▸ What you will do:
Reproduce the data below verbatim, keeping every line and character unchanged.
····················
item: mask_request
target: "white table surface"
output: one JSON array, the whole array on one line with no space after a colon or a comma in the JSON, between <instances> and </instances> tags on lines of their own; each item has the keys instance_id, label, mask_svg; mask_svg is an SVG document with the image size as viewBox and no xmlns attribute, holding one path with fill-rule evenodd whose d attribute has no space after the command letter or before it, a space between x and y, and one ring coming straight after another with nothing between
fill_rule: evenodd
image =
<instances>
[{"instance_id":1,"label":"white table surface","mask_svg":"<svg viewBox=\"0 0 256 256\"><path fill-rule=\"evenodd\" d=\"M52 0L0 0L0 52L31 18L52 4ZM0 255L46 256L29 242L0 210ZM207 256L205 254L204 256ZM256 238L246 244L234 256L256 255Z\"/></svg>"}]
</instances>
····················
▸ Output of the task:
item: mask_request
target: "white table surface"
output: one JSON array, the whole array on one line with no space after a colon or a comma in the JSON, between <instances> and </instances> tags on lines of their own; each item has the keys instance_id, label, mask_svg; mask_svg is an SVG document with the image size as viewBox and no xmlns attribute, holding one path with fill-rule evenodd whose d attribute has no space after the command letter or before it, a space between x and y, and one ring coming straight after another with nothing between
fill_rule: evenodd
image =
<instances>
[{"instance_id":1,"label":"white table surface","mask_svg":"<svg viewBox=\"0 0 256 256\"><path fill-rule=\"evenodd\" d=\"M52 0L0 0L0 52L31 18L52 4ZM0 255L46 256L29 242L0 210ZM207 256L205 254L204 256ZM256 238L246 244L234 256L256 255Z\"/></svg>"}]
</instances>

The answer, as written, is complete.